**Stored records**

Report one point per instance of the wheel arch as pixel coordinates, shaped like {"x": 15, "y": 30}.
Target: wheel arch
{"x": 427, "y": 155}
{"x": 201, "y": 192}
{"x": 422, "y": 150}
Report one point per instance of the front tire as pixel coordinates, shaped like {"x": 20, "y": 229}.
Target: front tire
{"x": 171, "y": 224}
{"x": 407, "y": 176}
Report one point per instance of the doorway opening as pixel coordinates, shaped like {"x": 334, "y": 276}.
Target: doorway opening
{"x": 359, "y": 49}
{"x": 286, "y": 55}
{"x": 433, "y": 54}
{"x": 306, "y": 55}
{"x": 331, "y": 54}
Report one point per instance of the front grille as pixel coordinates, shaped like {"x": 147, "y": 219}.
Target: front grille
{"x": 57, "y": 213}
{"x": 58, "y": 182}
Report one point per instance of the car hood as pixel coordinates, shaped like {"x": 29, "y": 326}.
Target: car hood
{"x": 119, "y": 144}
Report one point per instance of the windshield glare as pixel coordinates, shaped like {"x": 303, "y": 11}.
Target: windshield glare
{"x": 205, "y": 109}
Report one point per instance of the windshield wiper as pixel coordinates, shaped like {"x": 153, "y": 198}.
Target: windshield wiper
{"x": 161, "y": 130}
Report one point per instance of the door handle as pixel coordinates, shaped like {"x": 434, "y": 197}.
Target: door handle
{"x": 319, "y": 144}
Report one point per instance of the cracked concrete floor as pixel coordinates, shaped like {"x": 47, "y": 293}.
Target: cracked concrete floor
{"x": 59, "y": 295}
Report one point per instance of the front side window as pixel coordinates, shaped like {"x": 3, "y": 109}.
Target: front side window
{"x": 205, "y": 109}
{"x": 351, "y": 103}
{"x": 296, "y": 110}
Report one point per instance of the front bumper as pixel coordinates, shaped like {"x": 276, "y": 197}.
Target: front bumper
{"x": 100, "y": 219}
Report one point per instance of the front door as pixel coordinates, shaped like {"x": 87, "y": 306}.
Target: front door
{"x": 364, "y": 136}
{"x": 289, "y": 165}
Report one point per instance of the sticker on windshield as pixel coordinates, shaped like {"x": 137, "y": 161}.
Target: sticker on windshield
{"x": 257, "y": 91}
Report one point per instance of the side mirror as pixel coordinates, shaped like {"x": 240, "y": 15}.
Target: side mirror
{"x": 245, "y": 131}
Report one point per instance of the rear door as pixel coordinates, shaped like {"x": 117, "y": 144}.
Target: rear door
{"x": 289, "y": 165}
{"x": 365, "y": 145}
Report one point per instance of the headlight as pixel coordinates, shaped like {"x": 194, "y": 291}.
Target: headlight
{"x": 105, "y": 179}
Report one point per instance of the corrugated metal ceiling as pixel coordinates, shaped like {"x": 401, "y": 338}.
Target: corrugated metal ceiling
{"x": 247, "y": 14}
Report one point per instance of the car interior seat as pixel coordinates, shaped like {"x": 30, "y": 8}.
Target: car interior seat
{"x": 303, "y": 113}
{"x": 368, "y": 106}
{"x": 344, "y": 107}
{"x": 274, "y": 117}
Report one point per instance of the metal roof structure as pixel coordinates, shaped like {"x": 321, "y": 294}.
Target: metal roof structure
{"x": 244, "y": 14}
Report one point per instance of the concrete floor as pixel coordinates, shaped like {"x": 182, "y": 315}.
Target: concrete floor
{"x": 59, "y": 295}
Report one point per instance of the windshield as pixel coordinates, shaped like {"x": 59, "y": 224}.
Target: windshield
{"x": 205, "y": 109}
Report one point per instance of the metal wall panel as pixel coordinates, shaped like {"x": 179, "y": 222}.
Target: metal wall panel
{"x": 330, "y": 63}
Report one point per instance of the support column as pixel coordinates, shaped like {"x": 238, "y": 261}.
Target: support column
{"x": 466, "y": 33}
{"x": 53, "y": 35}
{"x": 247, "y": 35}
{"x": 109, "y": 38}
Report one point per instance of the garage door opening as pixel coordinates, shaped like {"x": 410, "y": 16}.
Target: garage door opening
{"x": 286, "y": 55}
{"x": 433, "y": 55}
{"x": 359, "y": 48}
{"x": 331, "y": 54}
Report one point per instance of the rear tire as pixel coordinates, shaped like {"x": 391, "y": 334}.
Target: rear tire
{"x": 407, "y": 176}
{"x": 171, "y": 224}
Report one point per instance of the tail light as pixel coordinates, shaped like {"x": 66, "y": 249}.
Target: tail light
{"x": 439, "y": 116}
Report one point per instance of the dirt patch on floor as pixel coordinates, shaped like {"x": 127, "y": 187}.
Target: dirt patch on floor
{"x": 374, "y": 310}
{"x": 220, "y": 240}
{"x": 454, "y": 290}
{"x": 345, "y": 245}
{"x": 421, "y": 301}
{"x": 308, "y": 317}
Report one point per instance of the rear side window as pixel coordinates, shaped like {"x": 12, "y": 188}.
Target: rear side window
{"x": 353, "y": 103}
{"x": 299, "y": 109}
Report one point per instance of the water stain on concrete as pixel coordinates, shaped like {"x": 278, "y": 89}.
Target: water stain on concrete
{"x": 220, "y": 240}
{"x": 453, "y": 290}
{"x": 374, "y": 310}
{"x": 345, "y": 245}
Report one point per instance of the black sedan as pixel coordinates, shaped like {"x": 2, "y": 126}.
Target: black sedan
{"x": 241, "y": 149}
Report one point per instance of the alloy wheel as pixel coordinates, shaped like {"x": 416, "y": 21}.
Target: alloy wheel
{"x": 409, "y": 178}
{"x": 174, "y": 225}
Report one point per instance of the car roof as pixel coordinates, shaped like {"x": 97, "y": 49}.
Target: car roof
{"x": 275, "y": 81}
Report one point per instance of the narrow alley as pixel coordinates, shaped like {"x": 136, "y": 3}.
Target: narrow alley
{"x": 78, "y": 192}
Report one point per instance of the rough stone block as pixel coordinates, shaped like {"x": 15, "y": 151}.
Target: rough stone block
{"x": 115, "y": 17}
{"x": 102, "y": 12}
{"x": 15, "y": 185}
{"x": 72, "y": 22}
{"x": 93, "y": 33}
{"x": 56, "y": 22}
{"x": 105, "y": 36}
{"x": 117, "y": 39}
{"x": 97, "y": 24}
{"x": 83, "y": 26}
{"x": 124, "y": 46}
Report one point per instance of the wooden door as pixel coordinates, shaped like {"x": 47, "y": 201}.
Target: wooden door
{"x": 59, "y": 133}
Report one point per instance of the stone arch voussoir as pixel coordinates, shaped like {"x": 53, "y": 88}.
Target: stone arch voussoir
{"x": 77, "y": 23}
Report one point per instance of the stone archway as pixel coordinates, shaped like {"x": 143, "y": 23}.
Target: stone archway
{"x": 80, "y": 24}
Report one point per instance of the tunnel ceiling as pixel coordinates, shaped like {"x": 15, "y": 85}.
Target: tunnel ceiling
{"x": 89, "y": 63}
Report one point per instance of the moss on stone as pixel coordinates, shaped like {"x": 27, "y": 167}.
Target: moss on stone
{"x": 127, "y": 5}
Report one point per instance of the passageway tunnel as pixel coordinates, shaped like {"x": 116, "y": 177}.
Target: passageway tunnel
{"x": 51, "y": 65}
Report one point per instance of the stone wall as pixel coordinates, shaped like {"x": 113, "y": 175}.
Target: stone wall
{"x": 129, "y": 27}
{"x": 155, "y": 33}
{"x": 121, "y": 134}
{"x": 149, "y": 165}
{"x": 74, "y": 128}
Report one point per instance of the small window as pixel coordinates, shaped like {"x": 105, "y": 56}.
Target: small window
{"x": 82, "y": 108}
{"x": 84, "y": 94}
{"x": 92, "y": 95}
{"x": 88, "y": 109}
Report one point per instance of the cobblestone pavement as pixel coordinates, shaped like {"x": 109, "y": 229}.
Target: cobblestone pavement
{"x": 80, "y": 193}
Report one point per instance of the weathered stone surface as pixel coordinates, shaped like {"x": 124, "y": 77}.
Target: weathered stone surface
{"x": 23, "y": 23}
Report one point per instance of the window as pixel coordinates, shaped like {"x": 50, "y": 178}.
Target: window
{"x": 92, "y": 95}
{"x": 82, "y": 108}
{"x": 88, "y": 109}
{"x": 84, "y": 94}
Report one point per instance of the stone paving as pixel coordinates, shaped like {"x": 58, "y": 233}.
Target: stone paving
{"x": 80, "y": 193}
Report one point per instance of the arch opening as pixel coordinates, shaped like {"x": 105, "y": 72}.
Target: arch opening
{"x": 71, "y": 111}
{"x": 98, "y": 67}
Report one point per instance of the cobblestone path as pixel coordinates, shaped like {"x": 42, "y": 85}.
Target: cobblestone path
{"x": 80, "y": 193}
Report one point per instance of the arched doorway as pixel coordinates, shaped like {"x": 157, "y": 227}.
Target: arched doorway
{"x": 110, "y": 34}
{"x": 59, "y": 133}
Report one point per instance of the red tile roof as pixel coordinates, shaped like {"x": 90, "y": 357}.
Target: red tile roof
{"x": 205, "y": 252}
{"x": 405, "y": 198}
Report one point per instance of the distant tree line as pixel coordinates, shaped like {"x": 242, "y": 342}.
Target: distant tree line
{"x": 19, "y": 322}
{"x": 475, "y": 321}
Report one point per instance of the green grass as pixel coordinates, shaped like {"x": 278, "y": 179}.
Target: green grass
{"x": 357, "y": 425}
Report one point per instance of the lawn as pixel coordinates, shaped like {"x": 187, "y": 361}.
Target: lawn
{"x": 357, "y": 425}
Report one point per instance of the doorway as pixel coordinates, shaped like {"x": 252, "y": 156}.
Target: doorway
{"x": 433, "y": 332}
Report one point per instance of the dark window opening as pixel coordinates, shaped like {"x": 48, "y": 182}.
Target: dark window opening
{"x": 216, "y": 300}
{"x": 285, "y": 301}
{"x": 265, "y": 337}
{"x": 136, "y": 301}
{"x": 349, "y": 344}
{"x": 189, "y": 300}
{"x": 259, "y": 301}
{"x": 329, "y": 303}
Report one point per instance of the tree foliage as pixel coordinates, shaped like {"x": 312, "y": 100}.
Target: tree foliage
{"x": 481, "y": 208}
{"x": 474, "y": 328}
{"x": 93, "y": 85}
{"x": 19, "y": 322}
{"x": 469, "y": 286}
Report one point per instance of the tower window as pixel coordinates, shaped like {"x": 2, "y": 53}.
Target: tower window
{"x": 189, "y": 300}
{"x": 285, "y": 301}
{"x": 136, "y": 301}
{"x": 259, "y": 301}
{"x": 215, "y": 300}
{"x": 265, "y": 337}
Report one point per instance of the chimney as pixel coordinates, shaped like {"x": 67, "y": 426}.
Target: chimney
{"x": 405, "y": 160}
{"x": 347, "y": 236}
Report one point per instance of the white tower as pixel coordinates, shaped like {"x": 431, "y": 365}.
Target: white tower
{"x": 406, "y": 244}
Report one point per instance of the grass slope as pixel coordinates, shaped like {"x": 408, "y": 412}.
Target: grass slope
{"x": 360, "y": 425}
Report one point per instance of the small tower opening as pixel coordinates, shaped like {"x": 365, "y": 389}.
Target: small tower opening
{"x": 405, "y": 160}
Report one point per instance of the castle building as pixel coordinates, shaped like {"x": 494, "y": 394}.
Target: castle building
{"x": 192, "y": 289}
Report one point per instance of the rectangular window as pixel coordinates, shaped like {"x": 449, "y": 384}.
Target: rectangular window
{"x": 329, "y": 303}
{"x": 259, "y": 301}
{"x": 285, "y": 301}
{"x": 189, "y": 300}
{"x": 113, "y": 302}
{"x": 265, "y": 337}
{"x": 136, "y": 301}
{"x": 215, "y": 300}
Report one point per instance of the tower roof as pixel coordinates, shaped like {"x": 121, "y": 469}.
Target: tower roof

**Requirement**
Beginning at the line that holds "Report one point per instance of the tower window", write out word for word each line through the end of the records.

**Task solution**
Report one point per instance of the tower window as pixel coordinates, shaped like {"x": 2, "y": 53}.
Target: tower window
{"x": 189, "y": 300}
{"x": 285, "y": 301}
{"x": 136, "y": 301}
{"x": 259, "y": 301}
{"x": 215, "y": 300}
{"x": 265, "y": 337}
Report one point per instance of the chimney as pixel coordinates, shaped like {"x": 67, "y": 426}.
Target: chimney
{"x": 405, "y": 160}
{"x": 347, "y": 236}
Report one point per instance of the white tower as pixel coordinates, shaped like {"x": 431, "y": 365}.
Target: white tower
{"x": 406, "y": 244}
Report one point per instance of the grass slope as pixel coordinates, shaped like {"x": 408, "y": 412}.
Target: grass slope
{"x": 360, "y": 425}
Report one point per instance of the small tower opening as pixel coordinates, shaped like {"x": 365, "y": 389}.
Target: small tower opening
{"x": 405, "y": 160}
Report one point per instance of the castle building as pixel coordinates, shaped like {"x": 494, "y": 394}.
Target: castle building
{"x": 192, "y": 289}
Report one point per instance of the rectangular window as pixel coordinates, shaped like {"x": 449, "y": 384}.
Target: rectangular window
{"x": 329, "y": 303}
{"x": 259, "y": 301}
{"x": 285, "y": 301}
{"x": 189, "y": 300}
{"x": 113, "y": 302}
{"x": 265, "y": 337}
{"x": 136, "y": 301}
{"x": 215, "y": 300}
Report one point per instance of the tower roof as pixel coordinates, shaped like {"x": 121, "y": 469}.
Target: tower roof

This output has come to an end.